(Collection entries)

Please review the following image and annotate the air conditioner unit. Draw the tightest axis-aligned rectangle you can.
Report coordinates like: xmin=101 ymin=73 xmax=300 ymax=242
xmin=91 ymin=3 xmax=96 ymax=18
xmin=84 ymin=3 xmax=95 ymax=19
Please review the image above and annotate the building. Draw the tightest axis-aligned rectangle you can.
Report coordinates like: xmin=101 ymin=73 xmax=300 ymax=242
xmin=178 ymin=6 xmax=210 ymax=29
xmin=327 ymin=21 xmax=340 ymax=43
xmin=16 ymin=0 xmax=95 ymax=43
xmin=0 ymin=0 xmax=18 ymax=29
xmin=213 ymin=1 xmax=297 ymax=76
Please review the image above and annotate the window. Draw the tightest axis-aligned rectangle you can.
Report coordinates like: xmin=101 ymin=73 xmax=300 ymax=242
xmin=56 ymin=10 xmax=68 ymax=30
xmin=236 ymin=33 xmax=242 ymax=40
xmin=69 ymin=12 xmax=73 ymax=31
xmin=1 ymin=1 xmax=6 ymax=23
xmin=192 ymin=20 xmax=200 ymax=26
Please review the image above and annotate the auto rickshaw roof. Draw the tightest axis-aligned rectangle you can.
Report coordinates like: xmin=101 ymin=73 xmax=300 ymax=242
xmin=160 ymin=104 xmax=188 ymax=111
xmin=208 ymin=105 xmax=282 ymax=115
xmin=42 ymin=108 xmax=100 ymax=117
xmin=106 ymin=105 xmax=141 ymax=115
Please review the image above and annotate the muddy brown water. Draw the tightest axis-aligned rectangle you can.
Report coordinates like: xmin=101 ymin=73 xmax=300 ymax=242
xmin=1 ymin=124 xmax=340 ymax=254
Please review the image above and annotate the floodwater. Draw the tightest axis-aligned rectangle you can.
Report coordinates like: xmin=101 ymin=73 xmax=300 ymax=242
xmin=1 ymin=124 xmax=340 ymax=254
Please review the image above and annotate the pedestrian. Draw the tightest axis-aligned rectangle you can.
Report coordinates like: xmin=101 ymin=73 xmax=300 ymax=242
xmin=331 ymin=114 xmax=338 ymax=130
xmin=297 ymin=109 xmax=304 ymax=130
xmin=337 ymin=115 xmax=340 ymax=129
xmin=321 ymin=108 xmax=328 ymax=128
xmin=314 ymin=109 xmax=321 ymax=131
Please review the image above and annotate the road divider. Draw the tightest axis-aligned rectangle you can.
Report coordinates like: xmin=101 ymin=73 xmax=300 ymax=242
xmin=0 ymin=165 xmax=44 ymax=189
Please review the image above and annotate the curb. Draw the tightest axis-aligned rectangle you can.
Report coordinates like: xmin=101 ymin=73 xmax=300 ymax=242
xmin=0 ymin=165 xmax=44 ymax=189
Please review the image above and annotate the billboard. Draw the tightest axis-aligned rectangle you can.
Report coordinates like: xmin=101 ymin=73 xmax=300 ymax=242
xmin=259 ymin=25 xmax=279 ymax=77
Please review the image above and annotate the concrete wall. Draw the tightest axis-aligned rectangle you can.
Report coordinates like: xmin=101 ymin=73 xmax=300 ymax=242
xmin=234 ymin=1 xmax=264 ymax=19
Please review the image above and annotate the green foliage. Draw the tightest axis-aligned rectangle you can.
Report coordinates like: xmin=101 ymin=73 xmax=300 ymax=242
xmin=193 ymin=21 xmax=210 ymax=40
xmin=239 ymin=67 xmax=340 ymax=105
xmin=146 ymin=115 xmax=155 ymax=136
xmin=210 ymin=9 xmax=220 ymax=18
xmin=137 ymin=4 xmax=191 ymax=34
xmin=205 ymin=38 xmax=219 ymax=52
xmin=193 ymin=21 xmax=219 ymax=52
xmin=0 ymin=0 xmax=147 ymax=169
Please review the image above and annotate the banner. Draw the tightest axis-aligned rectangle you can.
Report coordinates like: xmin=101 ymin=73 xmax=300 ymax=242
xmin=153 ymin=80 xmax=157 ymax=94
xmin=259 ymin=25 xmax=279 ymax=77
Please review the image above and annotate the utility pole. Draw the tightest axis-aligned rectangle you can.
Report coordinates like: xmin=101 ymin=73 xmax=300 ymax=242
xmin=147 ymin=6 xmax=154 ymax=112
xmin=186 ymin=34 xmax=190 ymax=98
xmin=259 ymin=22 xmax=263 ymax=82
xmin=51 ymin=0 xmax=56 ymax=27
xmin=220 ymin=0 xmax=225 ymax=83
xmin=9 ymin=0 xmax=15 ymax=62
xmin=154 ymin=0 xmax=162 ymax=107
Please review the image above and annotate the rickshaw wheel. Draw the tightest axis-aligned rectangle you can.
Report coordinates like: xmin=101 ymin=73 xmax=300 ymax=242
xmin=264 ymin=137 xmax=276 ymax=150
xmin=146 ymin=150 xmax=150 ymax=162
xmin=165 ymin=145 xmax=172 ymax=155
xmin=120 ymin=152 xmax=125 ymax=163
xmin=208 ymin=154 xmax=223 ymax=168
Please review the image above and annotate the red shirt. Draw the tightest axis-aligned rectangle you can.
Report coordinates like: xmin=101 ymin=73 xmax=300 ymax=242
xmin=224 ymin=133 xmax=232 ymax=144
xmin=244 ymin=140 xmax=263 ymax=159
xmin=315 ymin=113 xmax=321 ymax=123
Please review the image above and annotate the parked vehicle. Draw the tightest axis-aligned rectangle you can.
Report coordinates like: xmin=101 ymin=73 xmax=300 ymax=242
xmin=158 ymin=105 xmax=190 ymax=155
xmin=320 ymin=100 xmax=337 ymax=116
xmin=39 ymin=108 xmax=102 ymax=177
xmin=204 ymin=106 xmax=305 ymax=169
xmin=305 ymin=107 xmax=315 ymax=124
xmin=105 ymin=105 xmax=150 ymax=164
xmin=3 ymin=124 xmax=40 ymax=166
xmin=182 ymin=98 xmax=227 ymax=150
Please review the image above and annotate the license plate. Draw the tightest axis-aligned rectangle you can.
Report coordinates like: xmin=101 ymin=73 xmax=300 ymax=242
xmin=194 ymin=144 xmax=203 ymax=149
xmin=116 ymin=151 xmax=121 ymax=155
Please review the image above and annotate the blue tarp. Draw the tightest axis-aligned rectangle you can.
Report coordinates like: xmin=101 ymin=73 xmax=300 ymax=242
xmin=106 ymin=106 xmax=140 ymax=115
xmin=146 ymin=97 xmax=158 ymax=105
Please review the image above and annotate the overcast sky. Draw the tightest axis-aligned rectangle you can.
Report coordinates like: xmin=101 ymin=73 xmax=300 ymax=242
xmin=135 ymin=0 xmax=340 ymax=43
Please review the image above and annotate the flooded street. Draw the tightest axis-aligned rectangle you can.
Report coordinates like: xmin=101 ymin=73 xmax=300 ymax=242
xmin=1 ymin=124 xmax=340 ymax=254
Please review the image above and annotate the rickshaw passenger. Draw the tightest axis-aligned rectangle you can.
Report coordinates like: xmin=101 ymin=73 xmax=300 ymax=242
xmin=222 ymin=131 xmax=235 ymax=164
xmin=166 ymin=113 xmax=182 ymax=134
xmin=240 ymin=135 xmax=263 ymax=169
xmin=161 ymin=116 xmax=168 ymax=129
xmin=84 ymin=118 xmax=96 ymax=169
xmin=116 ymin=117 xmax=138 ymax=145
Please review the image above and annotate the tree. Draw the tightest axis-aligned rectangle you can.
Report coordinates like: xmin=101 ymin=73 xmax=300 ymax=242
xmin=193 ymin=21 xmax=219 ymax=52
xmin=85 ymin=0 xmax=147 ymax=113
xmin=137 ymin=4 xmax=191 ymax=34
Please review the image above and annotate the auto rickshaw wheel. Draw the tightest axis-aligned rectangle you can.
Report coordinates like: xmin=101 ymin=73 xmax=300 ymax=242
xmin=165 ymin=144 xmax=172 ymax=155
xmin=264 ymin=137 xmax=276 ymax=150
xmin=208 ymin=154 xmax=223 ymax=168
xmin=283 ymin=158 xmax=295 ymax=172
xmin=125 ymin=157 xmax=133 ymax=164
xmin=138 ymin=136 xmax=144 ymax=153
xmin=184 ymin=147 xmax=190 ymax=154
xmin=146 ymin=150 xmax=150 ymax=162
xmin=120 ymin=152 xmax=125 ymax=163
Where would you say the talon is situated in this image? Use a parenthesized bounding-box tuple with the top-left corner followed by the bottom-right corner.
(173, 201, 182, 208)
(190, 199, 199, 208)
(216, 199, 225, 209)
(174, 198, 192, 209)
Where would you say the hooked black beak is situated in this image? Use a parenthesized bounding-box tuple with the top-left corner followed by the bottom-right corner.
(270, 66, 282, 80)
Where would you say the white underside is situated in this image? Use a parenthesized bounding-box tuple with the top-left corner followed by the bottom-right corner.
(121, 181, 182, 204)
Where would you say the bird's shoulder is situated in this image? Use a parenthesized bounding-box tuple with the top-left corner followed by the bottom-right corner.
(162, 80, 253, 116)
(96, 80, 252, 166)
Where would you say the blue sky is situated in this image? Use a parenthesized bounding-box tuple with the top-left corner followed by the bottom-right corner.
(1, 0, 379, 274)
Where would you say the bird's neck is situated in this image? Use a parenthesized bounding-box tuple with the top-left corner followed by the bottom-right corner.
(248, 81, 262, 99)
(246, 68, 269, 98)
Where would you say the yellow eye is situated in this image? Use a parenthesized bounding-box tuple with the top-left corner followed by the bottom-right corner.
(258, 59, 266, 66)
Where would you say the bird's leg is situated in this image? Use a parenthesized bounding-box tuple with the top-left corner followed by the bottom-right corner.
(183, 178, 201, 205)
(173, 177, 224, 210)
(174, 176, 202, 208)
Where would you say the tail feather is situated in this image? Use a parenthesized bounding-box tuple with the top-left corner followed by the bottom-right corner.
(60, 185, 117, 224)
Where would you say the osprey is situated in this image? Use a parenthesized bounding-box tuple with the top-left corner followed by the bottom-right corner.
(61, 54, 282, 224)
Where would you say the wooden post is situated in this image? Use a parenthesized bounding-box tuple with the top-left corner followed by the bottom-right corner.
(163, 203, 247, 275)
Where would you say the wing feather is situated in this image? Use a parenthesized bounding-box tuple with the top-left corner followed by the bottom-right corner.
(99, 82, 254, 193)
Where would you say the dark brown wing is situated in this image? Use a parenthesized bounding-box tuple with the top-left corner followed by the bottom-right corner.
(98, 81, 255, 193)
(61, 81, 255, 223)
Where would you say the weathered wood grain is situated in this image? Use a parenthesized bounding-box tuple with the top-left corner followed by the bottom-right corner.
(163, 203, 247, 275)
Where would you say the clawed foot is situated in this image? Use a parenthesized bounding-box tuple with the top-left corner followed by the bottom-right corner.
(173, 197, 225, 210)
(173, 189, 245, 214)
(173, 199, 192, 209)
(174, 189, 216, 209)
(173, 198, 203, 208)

*TASK REQUIREMENTS:* Of the entries listed above, reproduce only the lines starting at the line containing "Please review the image above and annotate the window." and ending at the line containing "roof. Draw the tightest axis-aligned rectangle you can.". Include both, exactly as they stand.

*SOLUTION TO THE EXERCISE:*
Please review the image above and annotate the window. Draw the tightest axis-aligned rectangle you can.
Report coordinates like: xmin=101 ymin=73 xmax=300 ymax=242
xmin=56 ymin=10 xmax=68 ymax=30
xmin=236 ymin=33 xmax=242 ymax=40
xmin=69 ymin=12 xmax=73 ymax=31
xmin=1 ymin=1 xmax=6 ymax=23
xmin=192 ymin=20 xmax=200 ymax=26
Please review the image above and annotate the auto rickshaw roof. Draw the tightest axis-aligned rectangle you can.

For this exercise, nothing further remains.